### Given text

Currently at home in Calgary.

Friday 4 January 2013

Adaptation

I have learned that the first week of a CESO assignment should be dedicated to observing, listening, and asking plenty of questions. Not everything is as it appears in cultures foreign to ours in Canada. As Stephen Covey writes, "Seek first to understand, then to be understood".

Of course one's first impulse as a volunteer advisor (VA) is to immediately add value and to start making a difference as soon as possible. One immediate, tiny difference I thought I could make at Hotel Copantl was with their guest suggestion boxes. It seemed to me to be a simple Spanish to English translation issue. The word "complaint" would lead to only negative feedback, when we all know that positive feedback is desirable in at least equal measures.



 My suggestion was to change the message to "Guest suggestions", "Guest impressions" or "Guest feedback". Simple, right? This would ensure that the box filled up with something other than complaints, thus providing feedback as to what the hotel was doing well.

Turns out, not only are these complaint boxes the law in Honduras, but the exact wording is the law too.

######
### Data entries

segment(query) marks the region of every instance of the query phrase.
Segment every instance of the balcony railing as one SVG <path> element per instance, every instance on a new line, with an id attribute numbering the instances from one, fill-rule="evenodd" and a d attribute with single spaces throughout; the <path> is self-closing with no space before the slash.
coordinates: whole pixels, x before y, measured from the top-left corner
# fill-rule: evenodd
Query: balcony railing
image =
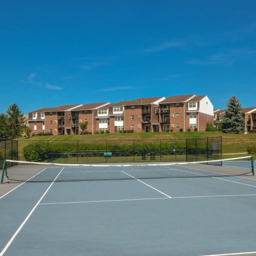
<path id="1" fill-rule="evenodd" d="M 151 119 L 143 119 L 142 121 L 142 123 L 151 123 Z"/>
<path id="2" fill-rule="evenodd" d="M 161 113 L 170 113 L 170 109 L 162 108 L 161 109 Z"/>

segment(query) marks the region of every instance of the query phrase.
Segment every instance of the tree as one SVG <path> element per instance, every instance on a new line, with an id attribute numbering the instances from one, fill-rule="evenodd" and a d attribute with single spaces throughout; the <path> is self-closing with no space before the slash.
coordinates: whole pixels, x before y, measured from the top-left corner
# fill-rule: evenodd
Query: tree
<path id="1" fill-rule="evenodd" d="M 22 136 L 26 128 L 23 113 L 19 107 L 13 103 L 6 111 L 8 129 L 8 137 L 12 139 Z"/>
<path id="2" fill-rule="evenodd" d="M 86 133 L 86 131 L 87 130 L 87 125 L 88 125 L 88 121 L 85 121 L 84 123 L 80 123 L 79 126 L 81 130 L 82 134 Z"/>
<path id="3" fill-rule="evenodd" d="M 225 133 L 244 133 L 244 115 L 241 112 L 242 105 L 236 96 L 232 96 L 227 103 L 227 110 L 221 121 L 222 132 Z"/>
<path id="4" fill-rule="evenodd" d="M 4 113 L 0 114 L 0 138 L 8 138 L 7 116 Z"/>

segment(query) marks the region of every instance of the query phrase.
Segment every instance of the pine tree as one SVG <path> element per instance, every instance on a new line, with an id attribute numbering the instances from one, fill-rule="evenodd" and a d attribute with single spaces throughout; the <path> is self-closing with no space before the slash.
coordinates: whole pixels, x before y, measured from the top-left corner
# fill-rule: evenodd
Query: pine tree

######

§ Problems:
[1] Translate this sentence from the Adaptation post into French: "Not everything is as it appears in cultures foreign to ours in Canada."
[2] In the Adaptation post, which hotel had the guest suggestion boxes?
[3] Please echo the stretch of the Adaptation post from "Friday 4 January" through "least equal measures.", word for word.
The records above come from a separate source and have no connection to the text.

§ Answers to the exercise:
[1] Tout n'est pas tel qu'il y paraît dans les cultures étrangères à la nôtre, au Canada.

[2] Hotel Copantl.

[3]
Friday 4 January 2013

Adaptation

I have learned that the first week of a CESO assignment should be dedicated to observing, listening, and asking plenty of questions. Not everything is as it appears in cultures foreign to ours in Canada. As Stephen Covey writes, "Seek first to understand, then to be understood".

Of course one's first impulse as a volunteer advisor (VA) is to immediately add value and to start making a difference as soon as possible. One immediate, tiny difference I thought I could make at Hotel Copantl was with their guest suggestion boxes. It seemed to me to be a simple Spanish to English translation issue. The word "complaint" would lead to only negative feedback, when we all know that positive feedback is desirable in at least equal measures.